*Excerpted text:*
::::::

The mutation in trpS^S197D_His6 was created using pSVN46 and primers trpS S197D Fw and trpS S197D Rv in a site-directed plasmid mutagenesis PCR. The fragment was digested with DpnI before being transformed into E. coli DH5α.

pSVN52.

The mutation in trpS^S197A_His6 was created using pSVN46 and primers trpS S197A Fw and trpS S197A Rv in a site-directed plasmid mutagenesis PCR. The fragment was digested with DpnI before being transformed into E. coli DH5α.

pSVN94.

_His6-tevhipB_O127::hipS_O127::hipT_O127 with optimized SDs for all three genes was subcloned from pSVN60 by digesting with XbaI and XhoI, purifying the DNA fragment from a 1% agarose gel, and ligating into pET-15b. The mutation in _His6-tevhipB_O127::hipS::hipT^D233Q was created using primers hipX D233Q Fw and hipX D233Q Rv in a site-directed plasmid mutagenesis PCR. The fragment was digested with DpnI before transformation.

pSVN103.

trpS was amplified from pCA24N::trpS from the ASKA collection (55) using primers trpS Fw and trpS RP4. The resulting PCR product was digested with BamHI and EcoRI and ligated into pNDM220.

pSVN109.

hipS_O127 was amplified from pKG127 using primers FP22 and RP14. The resulting PCR product was digested with XhoI and EcoRI and ligated into pNDM220.

pSVN110.

hipBS_O127 was amplified from pSVN61 using primers FP25 and RP14. The resulting PCR product was digested with XhoI and EcoRI and ligated into pNDM220.

pSVN111.

hipB_O127 was amplified from pSVN61 using primers FP25 and RP15. The resulting PCR product was digested with XhoI and EcoRI and ligated into pNDM220.

pSVN113.

The region of the H. influenzae Rd KW20 genome (NC_000907.1) containing the hipBST locus (+710,585 to +712,589) was synthesized and inserted into the SalI site of pUC57 (GeneScript).

::::::

Saved entries
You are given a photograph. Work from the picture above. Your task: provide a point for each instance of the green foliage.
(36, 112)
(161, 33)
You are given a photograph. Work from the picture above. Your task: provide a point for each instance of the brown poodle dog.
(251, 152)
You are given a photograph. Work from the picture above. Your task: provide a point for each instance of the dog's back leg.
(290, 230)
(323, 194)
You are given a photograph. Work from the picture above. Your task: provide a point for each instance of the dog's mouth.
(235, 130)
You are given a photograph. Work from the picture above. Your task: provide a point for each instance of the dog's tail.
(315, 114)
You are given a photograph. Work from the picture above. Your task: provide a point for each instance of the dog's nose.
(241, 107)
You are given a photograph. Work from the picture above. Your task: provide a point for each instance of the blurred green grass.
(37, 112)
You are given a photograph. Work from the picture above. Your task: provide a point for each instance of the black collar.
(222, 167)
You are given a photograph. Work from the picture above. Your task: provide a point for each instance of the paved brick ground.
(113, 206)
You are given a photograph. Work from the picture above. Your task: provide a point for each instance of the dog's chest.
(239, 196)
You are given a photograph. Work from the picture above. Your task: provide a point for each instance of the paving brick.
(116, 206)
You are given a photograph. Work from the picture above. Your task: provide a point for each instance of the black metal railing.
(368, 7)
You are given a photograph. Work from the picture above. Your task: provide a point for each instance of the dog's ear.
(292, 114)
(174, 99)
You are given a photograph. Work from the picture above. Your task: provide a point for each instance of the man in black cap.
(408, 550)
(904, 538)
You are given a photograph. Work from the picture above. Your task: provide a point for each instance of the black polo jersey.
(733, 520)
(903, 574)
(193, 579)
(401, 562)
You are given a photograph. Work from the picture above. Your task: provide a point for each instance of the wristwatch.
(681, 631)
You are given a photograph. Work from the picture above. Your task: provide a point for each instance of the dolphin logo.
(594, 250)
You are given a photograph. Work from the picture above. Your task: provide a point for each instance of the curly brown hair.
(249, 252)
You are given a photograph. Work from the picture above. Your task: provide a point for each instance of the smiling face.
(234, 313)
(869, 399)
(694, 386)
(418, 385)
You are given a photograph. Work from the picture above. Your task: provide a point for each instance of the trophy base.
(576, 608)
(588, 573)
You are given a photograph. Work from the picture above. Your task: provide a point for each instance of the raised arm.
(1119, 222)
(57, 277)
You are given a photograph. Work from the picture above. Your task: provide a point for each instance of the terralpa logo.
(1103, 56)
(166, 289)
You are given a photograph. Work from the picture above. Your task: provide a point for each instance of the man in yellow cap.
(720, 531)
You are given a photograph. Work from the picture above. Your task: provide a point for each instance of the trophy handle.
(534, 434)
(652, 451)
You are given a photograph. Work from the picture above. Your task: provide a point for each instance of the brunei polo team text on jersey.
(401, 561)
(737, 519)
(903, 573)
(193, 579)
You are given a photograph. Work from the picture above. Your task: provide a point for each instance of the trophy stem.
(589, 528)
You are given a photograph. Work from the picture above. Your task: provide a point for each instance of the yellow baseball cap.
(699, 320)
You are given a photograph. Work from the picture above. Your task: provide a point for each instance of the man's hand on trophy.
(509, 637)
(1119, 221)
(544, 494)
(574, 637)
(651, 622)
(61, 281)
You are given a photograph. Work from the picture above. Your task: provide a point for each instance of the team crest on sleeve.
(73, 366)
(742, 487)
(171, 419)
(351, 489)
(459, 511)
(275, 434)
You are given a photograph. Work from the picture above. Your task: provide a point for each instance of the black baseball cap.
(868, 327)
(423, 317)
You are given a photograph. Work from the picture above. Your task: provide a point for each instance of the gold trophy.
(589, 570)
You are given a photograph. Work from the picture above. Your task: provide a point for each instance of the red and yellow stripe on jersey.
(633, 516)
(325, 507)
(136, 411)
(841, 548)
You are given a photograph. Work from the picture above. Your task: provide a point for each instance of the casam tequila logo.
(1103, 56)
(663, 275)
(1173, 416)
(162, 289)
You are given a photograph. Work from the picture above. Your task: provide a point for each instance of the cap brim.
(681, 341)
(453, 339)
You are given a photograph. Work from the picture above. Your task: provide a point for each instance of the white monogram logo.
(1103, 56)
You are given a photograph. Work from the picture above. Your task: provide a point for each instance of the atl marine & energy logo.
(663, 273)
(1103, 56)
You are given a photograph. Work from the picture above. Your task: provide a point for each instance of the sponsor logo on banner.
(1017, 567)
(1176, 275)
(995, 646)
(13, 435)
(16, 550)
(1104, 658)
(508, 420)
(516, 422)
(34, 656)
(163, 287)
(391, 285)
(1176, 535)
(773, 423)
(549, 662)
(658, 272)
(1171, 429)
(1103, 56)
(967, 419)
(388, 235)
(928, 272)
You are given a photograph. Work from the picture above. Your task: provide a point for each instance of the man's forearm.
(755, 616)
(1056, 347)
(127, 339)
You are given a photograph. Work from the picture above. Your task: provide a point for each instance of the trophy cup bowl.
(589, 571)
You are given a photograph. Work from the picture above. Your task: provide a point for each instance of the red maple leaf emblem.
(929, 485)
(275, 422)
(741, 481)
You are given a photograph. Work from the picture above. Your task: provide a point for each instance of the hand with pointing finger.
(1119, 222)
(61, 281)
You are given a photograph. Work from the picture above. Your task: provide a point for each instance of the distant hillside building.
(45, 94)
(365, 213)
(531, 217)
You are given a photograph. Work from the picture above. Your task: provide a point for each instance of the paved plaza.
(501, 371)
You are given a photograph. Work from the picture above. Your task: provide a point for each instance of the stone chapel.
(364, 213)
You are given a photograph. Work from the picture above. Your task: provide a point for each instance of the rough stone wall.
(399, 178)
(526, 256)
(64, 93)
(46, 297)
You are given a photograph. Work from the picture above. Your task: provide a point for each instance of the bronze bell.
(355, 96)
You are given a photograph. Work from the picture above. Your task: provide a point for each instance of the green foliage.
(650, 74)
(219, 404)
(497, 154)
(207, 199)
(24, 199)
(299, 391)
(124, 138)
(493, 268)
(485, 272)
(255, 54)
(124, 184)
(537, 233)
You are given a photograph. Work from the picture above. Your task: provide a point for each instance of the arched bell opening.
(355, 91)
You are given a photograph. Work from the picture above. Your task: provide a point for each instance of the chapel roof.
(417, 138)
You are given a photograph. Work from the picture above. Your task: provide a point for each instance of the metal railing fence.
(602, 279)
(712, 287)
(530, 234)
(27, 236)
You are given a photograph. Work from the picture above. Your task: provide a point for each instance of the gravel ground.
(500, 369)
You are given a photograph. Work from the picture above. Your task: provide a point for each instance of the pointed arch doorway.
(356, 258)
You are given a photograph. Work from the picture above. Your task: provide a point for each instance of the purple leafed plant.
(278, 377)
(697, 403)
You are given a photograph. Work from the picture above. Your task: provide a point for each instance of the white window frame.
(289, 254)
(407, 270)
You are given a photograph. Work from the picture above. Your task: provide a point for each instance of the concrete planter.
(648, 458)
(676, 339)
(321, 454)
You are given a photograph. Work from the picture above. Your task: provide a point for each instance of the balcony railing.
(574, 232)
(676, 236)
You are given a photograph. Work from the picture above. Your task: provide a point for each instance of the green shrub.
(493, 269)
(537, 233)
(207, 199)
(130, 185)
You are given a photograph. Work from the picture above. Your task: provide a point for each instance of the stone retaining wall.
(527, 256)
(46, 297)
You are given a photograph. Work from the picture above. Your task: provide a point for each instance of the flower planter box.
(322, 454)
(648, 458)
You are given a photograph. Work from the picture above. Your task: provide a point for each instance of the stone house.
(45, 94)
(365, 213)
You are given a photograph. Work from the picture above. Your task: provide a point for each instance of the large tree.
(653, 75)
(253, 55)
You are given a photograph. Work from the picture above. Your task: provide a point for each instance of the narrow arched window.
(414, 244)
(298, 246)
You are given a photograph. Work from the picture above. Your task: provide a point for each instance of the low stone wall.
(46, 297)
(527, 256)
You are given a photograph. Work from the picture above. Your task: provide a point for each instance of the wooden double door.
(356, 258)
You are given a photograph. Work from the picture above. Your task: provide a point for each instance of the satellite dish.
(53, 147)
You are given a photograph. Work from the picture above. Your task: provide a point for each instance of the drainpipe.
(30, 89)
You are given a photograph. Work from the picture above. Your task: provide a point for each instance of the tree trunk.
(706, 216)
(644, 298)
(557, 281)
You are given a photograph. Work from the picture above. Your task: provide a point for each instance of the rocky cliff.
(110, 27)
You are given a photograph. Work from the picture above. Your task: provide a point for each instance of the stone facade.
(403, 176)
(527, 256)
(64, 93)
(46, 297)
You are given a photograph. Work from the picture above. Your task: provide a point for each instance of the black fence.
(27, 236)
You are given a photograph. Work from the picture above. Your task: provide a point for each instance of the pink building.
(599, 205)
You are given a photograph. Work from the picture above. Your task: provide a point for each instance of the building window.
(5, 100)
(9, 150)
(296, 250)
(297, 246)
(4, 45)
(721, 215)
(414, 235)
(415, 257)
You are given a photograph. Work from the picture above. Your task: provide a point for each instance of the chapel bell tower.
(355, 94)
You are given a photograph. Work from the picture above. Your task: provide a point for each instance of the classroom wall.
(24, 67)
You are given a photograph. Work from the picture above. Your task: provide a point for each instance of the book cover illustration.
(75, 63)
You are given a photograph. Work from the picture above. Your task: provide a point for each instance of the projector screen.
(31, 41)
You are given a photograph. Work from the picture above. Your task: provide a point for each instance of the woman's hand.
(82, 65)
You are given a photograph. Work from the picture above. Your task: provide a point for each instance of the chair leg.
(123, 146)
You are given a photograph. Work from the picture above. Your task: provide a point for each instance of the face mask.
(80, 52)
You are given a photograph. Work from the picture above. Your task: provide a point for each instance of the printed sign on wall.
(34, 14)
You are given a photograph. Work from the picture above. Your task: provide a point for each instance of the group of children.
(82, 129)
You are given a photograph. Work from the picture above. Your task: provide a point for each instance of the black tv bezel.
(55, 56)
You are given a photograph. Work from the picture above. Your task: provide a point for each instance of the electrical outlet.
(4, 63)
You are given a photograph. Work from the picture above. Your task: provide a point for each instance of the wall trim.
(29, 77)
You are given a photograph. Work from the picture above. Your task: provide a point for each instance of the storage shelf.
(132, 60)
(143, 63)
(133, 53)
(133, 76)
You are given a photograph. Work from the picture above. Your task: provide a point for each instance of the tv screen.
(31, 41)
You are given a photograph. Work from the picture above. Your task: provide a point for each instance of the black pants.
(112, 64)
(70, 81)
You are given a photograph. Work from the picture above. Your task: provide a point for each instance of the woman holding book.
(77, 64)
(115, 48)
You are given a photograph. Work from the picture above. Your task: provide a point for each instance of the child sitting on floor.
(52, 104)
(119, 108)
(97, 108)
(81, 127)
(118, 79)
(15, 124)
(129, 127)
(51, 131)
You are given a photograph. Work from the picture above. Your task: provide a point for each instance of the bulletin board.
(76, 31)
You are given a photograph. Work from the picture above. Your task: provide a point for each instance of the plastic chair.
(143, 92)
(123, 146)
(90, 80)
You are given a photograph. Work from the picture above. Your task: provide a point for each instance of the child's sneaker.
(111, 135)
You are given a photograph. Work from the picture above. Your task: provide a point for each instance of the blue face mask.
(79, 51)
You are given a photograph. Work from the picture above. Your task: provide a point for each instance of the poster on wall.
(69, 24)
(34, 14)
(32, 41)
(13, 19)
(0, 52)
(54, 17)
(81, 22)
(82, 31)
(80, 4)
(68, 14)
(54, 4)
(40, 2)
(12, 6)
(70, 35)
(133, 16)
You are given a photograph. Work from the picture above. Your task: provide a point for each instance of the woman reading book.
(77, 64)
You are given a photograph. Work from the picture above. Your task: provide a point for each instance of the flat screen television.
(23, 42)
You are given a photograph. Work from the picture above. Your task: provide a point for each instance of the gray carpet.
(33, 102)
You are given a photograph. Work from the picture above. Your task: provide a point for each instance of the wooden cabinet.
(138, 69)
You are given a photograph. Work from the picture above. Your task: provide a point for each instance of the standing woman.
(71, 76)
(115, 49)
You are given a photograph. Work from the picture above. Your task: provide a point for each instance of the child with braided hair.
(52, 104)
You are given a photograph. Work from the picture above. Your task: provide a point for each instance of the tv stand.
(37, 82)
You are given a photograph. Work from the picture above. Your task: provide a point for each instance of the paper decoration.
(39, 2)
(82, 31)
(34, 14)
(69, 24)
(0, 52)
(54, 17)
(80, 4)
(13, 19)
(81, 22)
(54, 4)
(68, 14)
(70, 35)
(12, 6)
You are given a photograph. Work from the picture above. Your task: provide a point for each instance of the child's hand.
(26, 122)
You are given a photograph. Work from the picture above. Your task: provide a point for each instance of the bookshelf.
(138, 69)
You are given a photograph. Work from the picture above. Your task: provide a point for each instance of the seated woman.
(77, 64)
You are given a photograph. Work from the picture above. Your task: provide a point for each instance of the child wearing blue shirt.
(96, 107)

::::::

*Required work:*
A - Answer these questions from the plasmid construction methods:
(i) Which enzyme was used to digest the fragment after each site-directed plasmid mutagenesis PCR?
(ii) From which plasmid was hipS_O127 amplified for pSVN109?
(iii) Into which site of pUC57 was the synthesized H. influenzae hipBST region inserted?
B - Using the plasmid construction methods, explain in one to three sentences how the three-gene construct with optimized SDs was moved from pSVN60 into pET-15b for pSVN94.
C - Resume the plasmid construction methods after their final sentence.
The rows come from a different source than the text.

*Results in order:*
A -
(i) DpnI
(ii) pKG127
(iii) The SalI site

B - The construct was subcloned by digesting pSVN60 with XbaI and XhoI and purifying the DNA fragment from a 1% agarose gel. The purified fragment was then ligated into pET-15b.

C -
pSVN114.

The region of the Tolumonas auensis DSM 9187 genome (NC_012691.1) containing the hipBST locus (+2,117,168 to +2,119,170) was synthesized and inserted into the SalI site of pUC57 (GeneScript).

pSVN116.

hipT_O127 was amplified using primers FP5 and RP1 from pSVN1. The fragment was then cloned into cut pNDM220 using BamHI and EcoRI, resulting in pSVN116 (pNDM220::hipT_O127).

pSVN122.

hipB_Hi was amplified from pSVN113 using primers FP29 and RP19. The resulting PCR product was digested with BamHI and KpnI and ligated into pNDM220.

pSVN123.

hipS_Hi was amplified from pSVN113 using primers FP30 and RP20. The resulting PCR product was digested with BamHI and KpnI and ligated into pNDM220.

pSVN124.

hipBS_Hi was amplified from pSVN113 using primers FP29 and RP20. The resulting PCR product was digested with BamHI and KpnI and ligated into pNDM220.

pSVN126.

hipB_Ta was amplified from pSVN114 using primers FP32 and RP22. The resulting PCR product was digested with BamHI and KpnI and ligated into pNDM220.

pSVN127.

hipS_Ta was amplified from pSVN114 using primers FP33 and RP23. The resulting PCR product was digested with BamHI and KpnI and ligated into pNDM220.

pSVN128.

hipBS_Ta was amplified from pSVN114 using primers FP32 and RP23. The resulting PCR product was digested with BamHI and KpnI and ligated into pNDM220.

pSVN129.

hipT_Ta was amplified from pSVN114 using primers FP34 and RP24. The resulting PCR product was digested with XmaI and PstI and ligated into pBAD33.

pSVN135.

hipT_Hi was amplified from pSVN113 using primers FP39 and RP21. The resulting PCR product was digested with XmaI and PstI and ligated into pBAD33.

pSVN138.

The optimized SD inserted between hipB_Ta and hipS_Ta was created using pSVN128 and primers FP41 and RP29 in a site-directed plasmid mutagenesis PCR. Eight reactions were carried out at different temperatures with a gradient PCR. The samples were pooled and digested with DpnI to digest the parental plasmid before being transformed into E. coli DH5α.

pSVN139.

The optimized SD inserted between hipB_Hi and hipS_Hi was created using pSVN124 and primers FP42 and RP30 in a site-directed plasmid mutagenesis PCR. The fragment was digested with DpnI before transformation.